● **What is needed**:
Rewrite the listing, starting with the line that contains "Security feed analysis — locate every instance of palm" and going on through the line that contains "[395,320,662,463]". Replace "black sedan" with "dark sedan" and keep everything else unchanged.

(Region annotation entries)

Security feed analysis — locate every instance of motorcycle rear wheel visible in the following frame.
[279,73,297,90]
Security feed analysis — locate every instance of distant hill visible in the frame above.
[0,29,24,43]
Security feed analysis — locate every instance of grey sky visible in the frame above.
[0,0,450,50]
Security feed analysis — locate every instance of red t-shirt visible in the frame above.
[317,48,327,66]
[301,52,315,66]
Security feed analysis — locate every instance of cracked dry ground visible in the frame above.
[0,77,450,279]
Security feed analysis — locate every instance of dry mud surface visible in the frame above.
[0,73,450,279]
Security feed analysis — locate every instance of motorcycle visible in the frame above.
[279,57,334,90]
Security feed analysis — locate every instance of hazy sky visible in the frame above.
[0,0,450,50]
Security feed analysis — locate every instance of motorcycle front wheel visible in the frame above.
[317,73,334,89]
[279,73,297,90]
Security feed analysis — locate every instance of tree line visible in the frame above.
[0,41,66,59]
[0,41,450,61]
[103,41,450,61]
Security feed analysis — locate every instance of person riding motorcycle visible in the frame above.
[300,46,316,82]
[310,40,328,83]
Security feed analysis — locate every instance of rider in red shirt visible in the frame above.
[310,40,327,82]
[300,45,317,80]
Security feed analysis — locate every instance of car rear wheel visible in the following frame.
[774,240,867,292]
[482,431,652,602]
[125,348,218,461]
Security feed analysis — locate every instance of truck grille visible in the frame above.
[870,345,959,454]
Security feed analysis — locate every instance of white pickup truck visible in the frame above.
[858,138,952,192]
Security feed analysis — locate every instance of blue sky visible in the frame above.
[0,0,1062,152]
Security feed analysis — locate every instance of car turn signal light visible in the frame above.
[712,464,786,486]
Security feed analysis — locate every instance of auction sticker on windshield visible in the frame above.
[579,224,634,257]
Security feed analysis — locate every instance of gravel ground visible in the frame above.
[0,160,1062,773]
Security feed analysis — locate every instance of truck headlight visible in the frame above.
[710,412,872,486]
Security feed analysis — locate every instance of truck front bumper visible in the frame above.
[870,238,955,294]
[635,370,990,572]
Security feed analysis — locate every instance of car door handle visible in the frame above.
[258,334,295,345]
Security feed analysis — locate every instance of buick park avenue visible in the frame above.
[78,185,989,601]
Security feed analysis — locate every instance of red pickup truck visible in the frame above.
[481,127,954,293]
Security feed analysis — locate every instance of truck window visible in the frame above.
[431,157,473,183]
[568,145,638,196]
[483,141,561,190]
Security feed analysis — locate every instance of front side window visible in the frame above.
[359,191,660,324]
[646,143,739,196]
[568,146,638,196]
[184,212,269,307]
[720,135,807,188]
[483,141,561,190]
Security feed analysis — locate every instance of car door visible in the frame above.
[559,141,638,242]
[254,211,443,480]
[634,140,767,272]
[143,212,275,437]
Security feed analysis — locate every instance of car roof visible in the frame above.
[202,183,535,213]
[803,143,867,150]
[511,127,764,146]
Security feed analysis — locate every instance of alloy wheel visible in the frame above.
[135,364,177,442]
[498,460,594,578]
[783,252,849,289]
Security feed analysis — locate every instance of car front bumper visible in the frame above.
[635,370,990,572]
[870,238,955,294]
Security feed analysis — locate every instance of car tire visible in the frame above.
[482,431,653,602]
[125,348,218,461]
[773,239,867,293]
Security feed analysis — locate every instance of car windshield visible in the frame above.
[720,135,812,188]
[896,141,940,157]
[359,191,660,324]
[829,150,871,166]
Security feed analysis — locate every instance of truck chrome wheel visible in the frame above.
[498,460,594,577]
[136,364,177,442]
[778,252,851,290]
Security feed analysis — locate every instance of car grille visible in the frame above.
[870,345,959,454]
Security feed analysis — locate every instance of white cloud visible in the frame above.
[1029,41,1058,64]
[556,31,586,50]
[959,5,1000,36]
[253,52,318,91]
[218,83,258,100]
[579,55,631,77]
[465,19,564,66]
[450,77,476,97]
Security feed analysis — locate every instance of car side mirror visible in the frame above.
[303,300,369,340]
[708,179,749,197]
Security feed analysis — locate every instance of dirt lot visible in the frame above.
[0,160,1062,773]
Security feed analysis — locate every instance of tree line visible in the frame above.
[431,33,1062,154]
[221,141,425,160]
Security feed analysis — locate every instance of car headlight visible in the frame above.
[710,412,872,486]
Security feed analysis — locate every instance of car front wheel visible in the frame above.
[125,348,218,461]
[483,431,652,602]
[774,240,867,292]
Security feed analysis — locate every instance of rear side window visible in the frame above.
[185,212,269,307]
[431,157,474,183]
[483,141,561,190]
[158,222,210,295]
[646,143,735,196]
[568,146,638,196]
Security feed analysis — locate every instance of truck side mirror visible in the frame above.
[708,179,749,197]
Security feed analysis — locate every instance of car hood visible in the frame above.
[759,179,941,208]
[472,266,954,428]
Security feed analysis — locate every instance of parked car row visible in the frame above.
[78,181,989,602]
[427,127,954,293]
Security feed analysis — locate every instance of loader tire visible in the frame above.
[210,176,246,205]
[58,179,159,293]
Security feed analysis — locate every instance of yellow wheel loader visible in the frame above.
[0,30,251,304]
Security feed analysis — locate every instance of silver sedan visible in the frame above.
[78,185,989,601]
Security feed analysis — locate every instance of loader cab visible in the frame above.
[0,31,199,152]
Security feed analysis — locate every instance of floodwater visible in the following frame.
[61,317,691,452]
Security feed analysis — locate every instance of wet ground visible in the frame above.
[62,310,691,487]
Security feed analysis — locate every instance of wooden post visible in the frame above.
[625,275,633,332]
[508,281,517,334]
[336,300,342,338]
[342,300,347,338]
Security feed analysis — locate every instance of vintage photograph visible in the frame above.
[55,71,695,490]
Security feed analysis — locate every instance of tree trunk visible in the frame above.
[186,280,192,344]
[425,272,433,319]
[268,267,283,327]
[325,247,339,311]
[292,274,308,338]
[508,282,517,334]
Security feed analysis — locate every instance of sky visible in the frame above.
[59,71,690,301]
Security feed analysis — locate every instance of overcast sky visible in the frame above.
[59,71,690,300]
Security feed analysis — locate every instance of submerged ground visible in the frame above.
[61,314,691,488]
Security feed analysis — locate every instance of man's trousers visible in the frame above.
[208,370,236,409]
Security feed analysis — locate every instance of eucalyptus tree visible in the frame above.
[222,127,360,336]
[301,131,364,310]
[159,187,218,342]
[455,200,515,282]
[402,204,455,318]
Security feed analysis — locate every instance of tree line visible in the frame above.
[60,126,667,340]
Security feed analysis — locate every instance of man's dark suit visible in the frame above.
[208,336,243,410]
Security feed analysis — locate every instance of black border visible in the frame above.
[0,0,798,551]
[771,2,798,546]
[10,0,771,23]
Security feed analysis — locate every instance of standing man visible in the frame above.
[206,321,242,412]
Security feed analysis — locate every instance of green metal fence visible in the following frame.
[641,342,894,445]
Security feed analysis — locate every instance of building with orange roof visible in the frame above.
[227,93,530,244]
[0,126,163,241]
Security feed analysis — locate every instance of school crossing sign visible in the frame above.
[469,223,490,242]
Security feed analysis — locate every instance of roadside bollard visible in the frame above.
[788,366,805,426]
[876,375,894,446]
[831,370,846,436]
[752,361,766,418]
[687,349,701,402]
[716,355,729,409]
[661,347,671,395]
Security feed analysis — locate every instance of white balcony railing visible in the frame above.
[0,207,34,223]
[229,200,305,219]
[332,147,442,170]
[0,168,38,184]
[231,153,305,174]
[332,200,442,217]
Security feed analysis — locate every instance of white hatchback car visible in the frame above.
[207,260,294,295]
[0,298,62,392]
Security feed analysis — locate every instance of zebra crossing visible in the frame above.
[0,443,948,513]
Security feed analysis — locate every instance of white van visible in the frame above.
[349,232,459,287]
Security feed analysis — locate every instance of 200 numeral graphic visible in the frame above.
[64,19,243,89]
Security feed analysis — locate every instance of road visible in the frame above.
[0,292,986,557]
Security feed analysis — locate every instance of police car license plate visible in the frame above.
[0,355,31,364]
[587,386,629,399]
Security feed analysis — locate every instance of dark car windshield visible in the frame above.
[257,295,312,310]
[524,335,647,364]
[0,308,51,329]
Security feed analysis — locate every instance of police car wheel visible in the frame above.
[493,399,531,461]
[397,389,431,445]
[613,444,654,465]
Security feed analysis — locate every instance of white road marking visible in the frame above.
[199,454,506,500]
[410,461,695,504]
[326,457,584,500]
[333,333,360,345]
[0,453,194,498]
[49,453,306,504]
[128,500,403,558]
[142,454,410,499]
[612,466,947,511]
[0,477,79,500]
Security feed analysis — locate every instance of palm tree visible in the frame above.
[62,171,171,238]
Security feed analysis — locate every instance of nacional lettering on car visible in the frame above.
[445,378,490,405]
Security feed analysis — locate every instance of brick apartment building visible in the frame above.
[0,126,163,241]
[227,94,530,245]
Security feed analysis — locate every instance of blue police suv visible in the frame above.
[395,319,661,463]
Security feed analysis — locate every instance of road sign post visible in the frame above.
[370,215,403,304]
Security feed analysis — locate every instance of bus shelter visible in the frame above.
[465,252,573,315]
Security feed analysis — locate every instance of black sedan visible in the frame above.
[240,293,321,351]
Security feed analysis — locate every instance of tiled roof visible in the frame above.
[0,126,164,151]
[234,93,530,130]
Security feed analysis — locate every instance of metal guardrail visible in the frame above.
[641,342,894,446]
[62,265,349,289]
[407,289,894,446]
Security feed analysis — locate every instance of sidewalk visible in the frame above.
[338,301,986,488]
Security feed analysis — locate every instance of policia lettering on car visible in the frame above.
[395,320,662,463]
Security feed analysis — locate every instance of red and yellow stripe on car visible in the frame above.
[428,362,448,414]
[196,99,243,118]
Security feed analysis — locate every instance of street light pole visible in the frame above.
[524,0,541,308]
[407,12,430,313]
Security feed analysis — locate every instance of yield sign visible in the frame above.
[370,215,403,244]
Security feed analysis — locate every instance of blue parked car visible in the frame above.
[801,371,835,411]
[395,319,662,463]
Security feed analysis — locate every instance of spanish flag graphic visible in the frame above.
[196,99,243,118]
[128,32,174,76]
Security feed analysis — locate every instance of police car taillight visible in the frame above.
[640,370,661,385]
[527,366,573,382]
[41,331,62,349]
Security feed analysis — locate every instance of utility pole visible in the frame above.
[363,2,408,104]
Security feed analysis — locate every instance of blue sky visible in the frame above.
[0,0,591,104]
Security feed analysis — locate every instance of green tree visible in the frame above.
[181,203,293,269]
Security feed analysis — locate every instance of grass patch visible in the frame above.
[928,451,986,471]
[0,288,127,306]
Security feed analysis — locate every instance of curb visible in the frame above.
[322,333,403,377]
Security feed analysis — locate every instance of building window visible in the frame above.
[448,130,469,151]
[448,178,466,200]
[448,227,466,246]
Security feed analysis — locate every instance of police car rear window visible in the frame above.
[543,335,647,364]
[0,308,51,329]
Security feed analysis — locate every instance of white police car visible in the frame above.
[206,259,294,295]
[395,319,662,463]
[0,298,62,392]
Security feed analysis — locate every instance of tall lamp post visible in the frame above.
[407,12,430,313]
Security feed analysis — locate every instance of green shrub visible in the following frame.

● **Output for this task**:
Security feed analysis — locate every instance of palm tree visible in the frame above.
[62,171,171,238]
Security feed analysis — locate every instance of nacional lettering on car visible in the frame above.
[445,378,490,405]
Security feed analysis — locate every instance of brick apartment building visible in the frame above.
[0,126,163,241]
[227,94,530,245]
Security feed analysis — locate every instance of blue police suv visible in the frame above.
[395,319,661,463]
Security feed analysis — locate every instance of road sign post visible in the frame above.
[370,215,403,304]
Security feed analysis — locate every instance of bus shelter visible in the frame above.
[465,252,573,315]
Security feed analysis — locate every instance of dark sedan visible in the frame above.
[240,293,321,351]
Security feed analysis — locate every instance of tiled roof visible in the frame above.
[0,126,164,151]
[234,93,530,130]
Security feed analysis — locate every instance of metal guardrail visible in the frame above.
[641,342,894,446]
[62,265,349,289]
[407,289,894,446]
Security feed analysis — locate every instance of sidewalk visible in the frame above.
[338,301,986,488]
Security feed analysis — locate every instance of policia lettering on car visible in the frame above.
[395,320,662,463]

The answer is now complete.